Extracted text:
=== Section Start ===

Especially with TypeScript projects, I do not want to first pet a server, explain build paths and meditate over deployment YAML. I want to push and see whether the app works.
Preview Deployments are everyday protection
The strongest Vercel feature for me is not the most spectacular one.
It is Preview Deployments.
Every branch, every pull request, every change can exist as a real URL. Not as “imagine this were online”, but as an actually clickable thing.
At work, that is worth gold.
You can show features before they are merged. You can collect feedback on a real interface. You can test things without explaining the same local setup to every person involved.
Privately, it is just as pleasant.
Especially with projects like this site, I want to see how an article, an image or a layout actually looks when deployed. Not only locally. Not only in the good feeling. In the real hosting context.
Vercel takes the boring parts off my plate
Vercel does many things I do not want to decide from scratch every time.
Builds.
Caching.
CDN.
Framework optimizations.
Serverless Functions.
Routing Middleware.

=== Section End ===

Your goal:
Reproduce the Vercel passage word for word, starting with "Especially with projects" and going on through "real hosting context.".

Extracted material:

=== Section Start ===

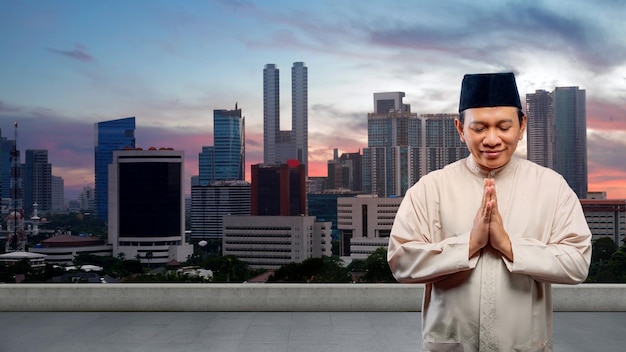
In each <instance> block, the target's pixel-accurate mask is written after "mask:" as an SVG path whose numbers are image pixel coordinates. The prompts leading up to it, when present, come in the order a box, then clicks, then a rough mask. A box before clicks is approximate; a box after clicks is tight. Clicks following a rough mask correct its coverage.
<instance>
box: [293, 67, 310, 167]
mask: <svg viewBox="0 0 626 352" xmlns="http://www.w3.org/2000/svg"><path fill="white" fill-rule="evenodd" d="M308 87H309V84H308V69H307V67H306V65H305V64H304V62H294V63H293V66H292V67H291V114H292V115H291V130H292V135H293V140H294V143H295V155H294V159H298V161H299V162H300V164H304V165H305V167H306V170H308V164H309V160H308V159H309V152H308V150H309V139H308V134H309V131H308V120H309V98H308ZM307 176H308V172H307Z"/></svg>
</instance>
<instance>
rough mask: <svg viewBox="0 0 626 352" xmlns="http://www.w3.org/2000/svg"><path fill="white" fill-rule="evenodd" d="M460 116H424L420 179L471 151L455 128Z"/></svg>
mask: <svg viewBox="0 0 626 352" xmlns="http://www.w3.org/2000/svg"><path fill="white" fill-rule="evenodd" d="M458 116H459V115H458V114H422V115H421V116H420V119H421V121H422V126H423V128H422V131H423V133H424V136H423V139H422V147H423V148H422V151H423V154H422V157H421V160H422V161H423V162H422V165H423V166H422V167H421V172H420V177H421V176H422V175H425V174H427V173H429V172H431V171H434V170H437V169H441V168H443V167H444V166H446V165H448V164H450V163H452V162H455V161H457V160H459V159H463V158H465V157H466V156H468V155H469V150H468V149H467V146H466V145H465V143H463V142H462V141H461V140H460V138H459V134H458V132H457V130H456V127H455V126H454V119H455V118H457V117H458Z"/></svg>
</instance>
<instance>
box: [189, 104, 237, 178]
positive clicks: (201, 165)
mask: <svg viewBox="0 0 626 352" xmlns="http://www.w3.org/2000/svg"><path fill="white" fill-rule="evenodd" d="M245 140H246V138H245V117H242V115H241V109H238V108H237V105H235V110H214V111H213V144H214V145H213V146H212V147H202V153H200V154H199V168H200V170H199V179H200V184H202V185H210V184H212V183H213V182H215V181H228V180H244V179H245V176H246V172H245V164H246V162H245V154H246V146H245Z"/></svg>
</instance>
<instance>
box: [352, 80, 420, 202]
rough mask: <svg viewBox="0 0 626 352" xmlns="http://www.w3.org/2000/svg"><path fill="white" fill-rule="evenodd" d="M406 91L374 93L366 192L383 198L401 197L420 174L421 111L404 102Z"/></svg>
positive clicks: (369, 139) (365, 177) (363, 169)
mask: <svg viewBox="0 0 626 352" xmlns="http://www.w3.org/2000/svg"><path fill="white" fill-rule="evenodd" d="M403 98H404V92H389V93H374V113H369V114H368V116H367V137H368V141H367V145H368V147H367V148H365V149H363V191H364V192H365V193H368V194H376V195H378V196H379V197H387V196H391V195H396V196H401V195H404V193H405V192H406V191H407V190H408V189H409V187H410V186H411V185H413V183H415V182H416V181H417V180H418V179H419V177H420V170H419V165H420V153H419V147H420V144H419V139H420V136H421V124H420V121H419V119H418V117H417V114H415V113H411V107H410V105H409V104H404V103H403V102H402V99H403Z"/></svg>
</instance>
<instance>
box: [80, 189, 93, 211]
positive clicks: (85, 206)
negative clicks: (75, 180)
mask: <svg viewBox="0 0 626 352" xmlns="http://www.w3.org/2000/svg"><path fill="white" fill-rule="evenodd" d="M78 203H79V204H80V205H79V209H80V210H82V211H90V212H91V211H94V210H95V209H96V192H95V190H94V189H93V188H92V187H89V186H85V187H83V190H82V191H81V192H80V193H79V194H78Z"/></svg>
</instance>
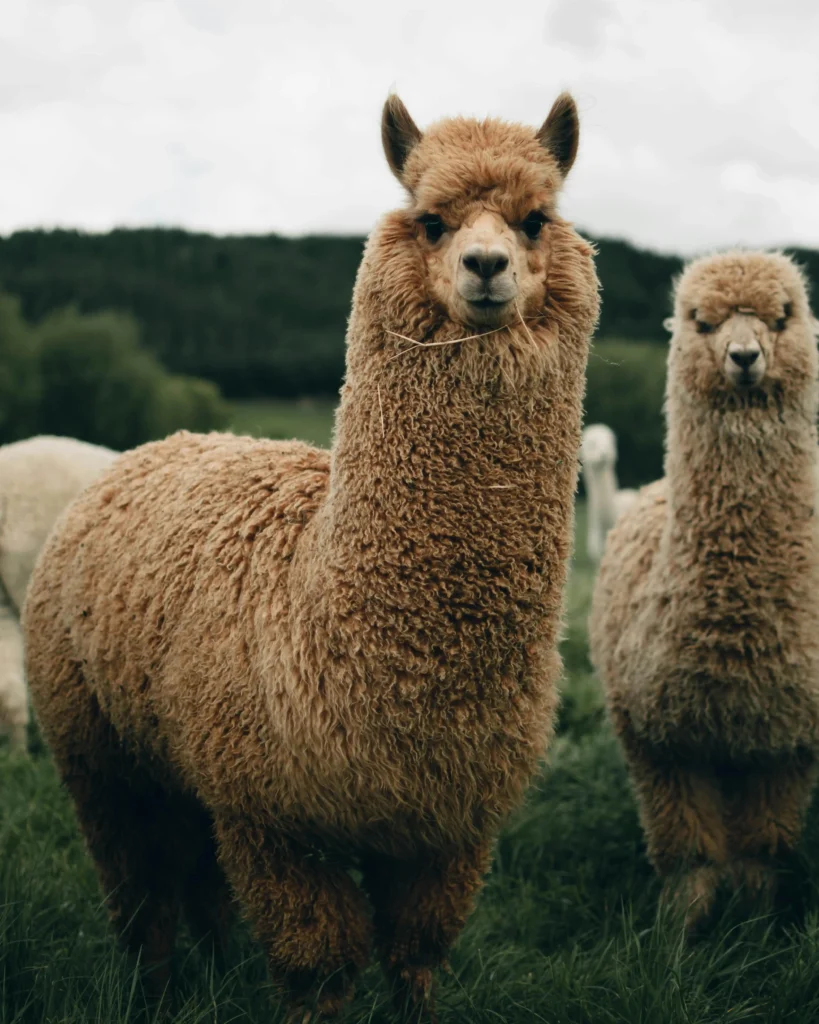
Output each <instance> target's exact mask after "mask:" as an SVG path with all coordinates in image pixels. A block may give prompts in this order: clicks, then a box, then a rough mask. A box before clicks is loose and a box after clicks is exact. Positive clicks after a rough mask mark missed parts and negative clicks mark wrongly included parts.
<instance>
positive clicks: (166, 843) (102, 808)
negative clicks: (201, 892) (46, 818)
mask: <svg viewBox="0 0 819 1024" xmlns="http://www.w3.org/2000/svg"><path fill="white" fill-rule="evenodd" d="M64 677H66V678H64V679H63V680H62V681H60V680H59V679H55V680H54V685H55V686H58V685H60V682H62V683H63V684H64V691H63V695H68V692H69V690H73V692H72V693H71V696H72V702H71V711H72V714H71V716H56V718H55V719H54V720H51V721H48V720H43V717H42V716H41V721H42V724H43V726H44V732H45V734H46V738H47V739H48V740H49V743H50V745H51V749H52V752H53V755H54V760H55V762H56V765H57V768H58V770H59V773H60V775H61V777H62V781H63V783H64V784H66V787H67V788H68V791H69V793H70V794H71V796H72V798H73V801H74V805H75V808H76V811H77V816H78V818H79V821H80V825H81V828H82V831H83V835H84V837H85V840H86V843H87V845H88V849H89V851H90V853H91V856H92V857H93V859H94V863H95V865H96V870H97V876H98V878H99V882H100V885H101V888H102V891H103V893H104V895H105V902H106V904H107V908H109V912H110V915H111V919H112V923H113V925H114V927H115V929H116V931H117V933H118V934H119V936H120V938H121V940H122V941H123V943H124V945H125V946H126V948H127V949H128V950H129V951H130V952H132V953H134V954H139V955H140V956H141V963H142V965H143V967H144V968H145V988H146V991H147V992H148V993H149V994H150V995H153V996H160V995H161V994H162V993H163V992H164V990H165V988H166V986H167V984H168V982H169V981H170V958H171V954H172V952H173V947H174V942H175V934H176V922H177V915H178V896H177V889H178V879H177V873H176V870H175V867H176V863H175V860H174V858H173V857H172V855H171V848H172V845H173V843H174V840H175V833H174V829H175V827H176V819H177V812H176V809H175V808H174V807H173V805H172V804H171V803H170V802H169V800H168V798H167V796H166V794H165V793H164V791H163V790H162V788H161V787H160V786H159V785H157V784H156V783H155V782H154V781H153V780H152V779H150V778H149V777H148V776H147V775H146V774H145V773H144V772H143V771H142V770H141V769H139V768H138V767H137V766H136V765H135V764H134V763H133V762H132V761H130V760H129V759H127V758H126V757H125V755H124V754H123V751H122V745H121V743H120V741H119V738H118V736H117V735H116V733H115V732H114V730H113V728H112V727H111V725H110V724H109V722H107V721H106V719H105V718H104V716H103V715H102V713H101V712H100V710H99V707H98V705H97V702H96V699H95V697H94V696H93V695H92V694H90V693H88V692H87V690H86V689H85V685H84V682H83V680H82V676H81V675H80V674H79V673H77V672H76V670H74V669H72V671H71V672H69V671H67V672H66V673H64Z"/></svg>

=== Section End ===

Task response:
Especially with projects like this site, I want to see how an article, an image or a layout actually looks when deployed. Not only locally. Not only in the good feeling. In the real hosting context.